START Reading text

Dent back in action
LONGBOAT KEY — Taylor Dent reached No. 21 in the world at one point in his career. Then a back issue sidelined the power-serving right-hander.
He wasn’t able to do the thing he had done since his youth — play tennis.
The injury caused the 6-foot-2 pro to lie in bed.
Hour after hour. Day after day.
“I spent eight months in a cast — in a three-quarter body cast for 23 hours a day,” Dent said. “So, at that stage I was just resigned, ‘Oh, let’s just get this standard fusion. Let’s just get this over with. I’m tired of being in pain.’”
Dent said he spent almost a year in bed.
Then he said his doctor told him it looked like he was healed and could give tennis a shot.
“I didn’t really think much of it,” Dent said. “I’d go out there and hit a little bit and a little bit. And I’d keep pushing it and pushing it. And that’s pretty much how it’s been up until now.”
It was February 2006 when the 195-pounder went down. Dent had just achieved his highest world ranking.
Now the Bradenton resident is grinding it out on the Challenger Series circuit, playing a first-round match at the Sarasota Open held at Longboat Key Club’s Tennis Gardens.
Ryan Harrison stood across the net on the stadium court’s clay surface. Harrison is 11 years younger than Dent, but that didn’t prevent the 17-year-old from knocking off Dent in a three-setter.
Dent tried to utilize his serve and volley tactics, and showed flashes of brilliance with some deft drop shot winners. But Dent lost control over his forehand, and Harrison won 7-5, 3-6, 6-1.

END Reading text
START Information supplied

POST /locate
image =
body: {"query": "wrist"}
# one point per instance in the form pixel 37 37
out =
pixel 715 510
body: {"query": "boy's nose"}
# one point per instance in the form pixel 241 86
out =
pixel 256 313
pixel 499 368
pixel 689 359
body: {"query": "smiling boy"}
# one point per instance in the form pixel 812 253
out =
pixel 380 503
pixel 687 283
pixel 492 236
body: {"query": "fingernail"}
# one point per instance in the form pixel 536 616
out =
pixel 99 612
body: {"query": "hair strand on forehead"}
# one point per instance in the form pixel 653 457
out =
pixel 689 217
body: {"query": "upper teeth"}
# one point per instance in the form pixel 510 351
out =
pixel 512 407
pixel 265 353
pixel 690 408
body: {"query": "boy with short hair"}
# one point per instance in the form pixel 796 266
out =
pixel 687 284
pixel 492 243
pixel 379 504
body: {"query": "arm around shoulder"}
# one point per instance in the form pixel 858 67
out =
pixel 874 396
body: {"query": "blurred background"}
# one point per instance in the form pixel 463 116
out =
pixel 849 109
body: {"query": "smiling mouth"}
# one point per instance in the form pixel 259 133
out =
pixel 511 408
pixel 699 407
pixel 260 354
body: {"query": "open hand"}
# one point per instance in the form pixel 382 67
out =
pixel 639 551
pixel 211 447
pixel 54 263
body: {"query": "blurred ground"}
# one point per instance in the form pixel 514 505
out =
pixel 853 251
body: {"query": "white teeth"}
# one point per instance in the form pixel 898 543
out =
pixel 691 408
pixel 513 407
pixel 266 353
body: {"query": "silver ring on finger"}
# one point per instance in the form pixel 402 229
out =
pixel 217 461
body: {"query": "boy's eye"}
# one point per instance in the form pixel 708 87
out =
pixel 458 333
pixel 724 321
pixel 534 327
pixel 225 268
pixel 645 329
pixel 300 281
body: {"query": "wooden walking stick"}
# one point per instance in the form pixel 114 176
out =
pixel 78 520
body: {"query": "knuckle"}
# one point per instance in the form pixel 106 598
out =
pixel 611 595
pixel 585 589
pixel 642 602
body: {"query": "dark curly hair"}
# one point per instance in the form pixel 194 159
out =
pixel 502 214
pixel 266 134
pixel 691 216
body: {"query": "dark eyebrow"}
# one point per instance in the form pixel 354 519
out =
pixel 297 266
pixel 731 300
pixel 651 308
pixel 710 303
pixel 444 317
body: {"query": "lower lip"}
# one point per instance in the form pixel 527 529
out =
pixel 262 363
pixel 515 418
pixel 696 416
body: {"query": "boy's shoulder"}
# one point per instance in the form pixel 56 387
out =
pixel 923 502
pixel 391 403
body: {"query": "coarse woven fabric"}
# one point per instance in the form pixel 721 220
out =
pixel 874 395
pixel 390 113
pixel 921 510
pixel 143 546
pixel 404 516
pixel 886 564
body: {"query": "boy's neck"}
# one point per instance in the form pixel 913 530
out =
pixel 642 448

END Information supplied

Copy out the complete article on Taylor Dent's return to tennis, word for word.

**Task result:**
Dent back in action
LONGBOAT KEY — Taylor Dent reached No. 21 in the world at one point in his career. Then a back issue sidelined the power-serving right-hander.
He wasn’t able to do the thing he had done since his youth — play tennis.
The injury caused the 6-foot-2 pro to lie in bed.
Hour after hour. Day after day.
“I spent eight months in a cast — in a three-quarter body cast for 23 hours a day,” Dent said. “So, at that stage I was just resigned, ‘Oh, let’s just get this standard fusion. Let’s just get this over with. I’m tired of being in pain.’”
Dent said he spent almost a year in bed.
Then he said his doctor told him it looked like he was healed and could give tennis a shot.
“I didn’t really think much of it,” Dent said. “I’d go out there and hit a little bit and a little bit. And I’d keep pushing it and pushing it. And that’s pretty much how it’s been up until now.”
It was February 2006 when the 195-pounder went down. Dent had just achieved his highest world ranking.
Now the Bradenton resident is grinding it out on the Challenger Series circuit, playing a first-round match at the Sarasota Open held at Longboat Key Club’s Tennis Gardens.
Ryan Harrison stood across the net on the stadium court’s clay surface. Harrison is 11 years younger than Dent, but that didn’t prevent the 17-year-old from knocking off Dent in a three-setter.
Dent tried to utilize his serve and volley tactics, and showed flashes of brilliance with some deft drop shot winners. But Dent lost control over his forehand, and Harrison won 7-5, 3-6, 6-1.